• INSTRUCTIONS FOR THE TASK: Turn the lines below into a numbered list, and skip any blank ones.

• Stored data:
────────────────
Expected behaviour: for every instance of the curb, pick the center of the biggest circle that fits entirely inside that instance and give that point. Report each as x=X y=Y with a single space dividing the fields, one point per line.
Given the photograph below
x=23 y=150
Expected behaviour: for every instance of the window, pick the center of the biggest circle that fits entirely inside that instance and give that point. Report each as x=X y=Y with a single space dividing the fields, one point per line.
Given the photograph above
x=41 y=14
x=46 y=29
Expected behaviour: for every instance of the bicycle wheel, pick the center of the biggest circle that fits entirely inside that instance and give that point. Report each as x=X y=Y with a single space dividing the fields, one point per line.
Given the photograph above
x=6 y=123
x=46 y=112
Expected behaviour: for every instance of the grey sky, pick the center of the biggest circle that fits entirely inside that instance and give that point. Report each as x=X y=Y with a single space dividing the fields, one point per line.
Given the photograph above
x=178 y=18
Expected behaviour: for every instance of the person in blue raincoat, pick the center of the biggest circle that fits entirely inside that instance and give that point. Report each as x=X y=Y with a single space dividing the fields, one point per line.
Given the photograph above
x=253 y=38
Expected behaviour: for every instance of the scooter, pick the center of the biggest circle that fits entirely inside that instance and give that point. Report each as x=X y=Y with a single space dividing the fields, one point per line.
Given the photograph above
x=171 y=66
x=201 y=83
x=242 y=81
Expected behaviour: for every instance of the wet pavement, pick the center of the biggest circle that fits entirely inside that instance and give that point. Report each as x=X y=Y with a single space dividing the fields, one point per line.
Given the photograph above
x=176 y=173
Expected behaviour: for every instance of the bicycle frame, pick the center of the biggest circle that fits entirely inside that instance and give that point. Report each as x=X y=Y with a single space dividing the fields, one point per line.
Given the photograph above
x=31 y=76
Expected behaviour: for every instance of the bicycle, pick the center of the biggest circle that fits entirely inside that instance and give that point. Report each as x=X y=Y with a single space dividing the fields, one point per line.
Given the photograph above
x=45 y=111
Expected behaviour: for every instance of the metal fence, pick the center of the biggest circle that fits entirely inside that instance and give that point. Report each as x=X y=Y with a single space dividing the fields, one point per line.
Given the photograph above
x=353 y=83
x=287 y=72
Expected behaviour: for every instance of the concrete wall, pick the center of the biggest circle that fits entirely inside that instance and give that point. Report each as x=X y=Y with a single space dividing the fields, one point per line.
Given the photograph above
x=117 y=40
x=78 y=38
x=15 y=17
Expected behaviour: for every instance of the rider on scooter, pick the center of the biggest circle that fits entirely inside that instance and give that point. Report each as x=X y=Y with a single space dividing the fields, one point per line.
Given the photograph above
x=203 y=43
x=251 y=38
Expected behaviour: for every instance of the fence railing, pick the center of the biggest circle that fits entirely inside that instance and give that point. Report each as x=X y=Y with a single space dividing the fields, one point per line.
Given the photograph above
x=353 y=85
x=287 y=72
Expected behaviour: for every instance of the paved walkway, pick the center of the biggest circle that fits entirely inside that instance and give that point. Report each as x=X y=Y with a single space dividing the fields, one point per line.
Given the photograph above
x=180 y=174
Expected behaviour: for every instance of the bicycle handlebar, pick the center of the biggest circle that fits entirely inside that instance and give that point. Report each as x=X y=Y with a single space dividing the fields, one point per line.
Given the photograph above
────────────────
• ANSWER BELOW:
1. Expected behaviour: for every instance of the curb, pick the center of the biggest circle that fits entirely inside that instance and give that point. Report each as x=X y=Y with a single space dividing the fields, one point per line.
2. Given the photograph below
3. x=23 y=150
4. Expected behaviour: for every instance of the window, pick the center of the biggest circle that fits entirely inside that instance and give that point. Report each as x=X y=Y with a single space dividing the fields, one point per line.
5. Given the photograph above
6. x=41 y=14
7. x=46 y=29
8. Expected behaviour: for every instance of the bicycle wheel, pick the center of the biggest circle that fits entirely inside that instance and give that point. Report each as x=X y=Y with a single space dividing the fields, one point per line.
9. Given the photograph above
10. x=6 y=123
11. x=46 y=112
12. Expected behaviour: for every instance of the grey sky, pick the center of the biggest circle that fits entirely inside that instance and give that point. Report each as x=X y=Y with a single space dividing the fields, one point per line.
13. Given the photograph above
14. x=178 y=18
15. Expected behaviour: for every instance of the person in blue raincoat, pick the center of the biggest circle that fits entirely inside that instance and give that point. Report each as x=X y=Y with a single space dividing the fields, one point per line.
16. Given the photograph above
17. x=253 y=38
18. Expected behaviour: for every instance of the scooter, pick the center of the biggest circle that fits entirely inside that instance and give that point. Report each as x=X y=Y with a single space dividing the fields, one point per line.
19. Given the photograph above
20. x=171 y=66
21. x=201 y=83
22. x=242 y=81
23. Expected behaviour: for every instance of the wet pavement, pick the center of the biggest circle that fits entirely inside that instance and give that point. Report each as x=X y=Y with a single space dividing the fields, one point per line.
24. Given the photograph above
25. x=176 y=173
26. Expected behaviour: for every instance of the bicycle frame, pick the center of the biggest circle that fits entirely inside that instance and give that point. Report each as x=X y=Y with a single space dividing the fields, one point per line.
27. Given the photograph above
28. x=31 y=76
29. Expected behaviour: for every instance of the bicycle, pick the center of the biggest circle that fits entirely inside that instance and give that point. Report each as x=X y=Y with a single space dividing the fields, one point per line.
30. Given the photograph above
31. x=45 y=111
32. Expected behaviour: for every instance of the metal fence, pick the center of the biggest circle that fits entirely inside that instance and give that point. Report each as x=X y=Y with a single space dividing the fields, one point per line.
33. Given the photograph above
34. x=353 y=83
35. x=287 y=72
36. Expected behaviour: for every instance of the concrete wall, pick the center of the biggest circle that fits entirely inside that instance and give that point. Report each as x=X y=Y with a single space dividing the fields, one point per line.
37. Given the photograph above
38. x=117 y=40
39. x=78 y=38
40. x=15 y=17
41. Expected behaviour: for every instance of the rider on scooter, pick the center of the biggest circle that fits entirely inside that instance and give that point. Report each as x=X y=Y with a single space dividing the fields, one point per line.
42. Given the photograph above
43. x=203 y=43
44. x=251 y=38
45. Expected behaviour: for every instance of the fence railing, pick the center of the biggest circle that fits entirely inside that instance and give that point. Report each as x=X y=Y with a single space dividing the fields, one point per line.
46. Given the photograph above
47. x=353 y=85
48. x=287 y=72
49. Expected behaviour: for every instance of the paved walkway, pick the center of the biggest circle that fits entirely inside that instance and give that point. Report each as x=X y=Y with a single space dividing the fields, one point per line.
50. Given the photograph above
51. x=180 y=174
52. Expected behaviour: for every instance of the bicycle handlebar, pick the center of the biggest circle that fits entirely inside that instance and give that point. Report each as x=X y=Y with a single space dividing the fields, one point per line.
53. Given the photograph above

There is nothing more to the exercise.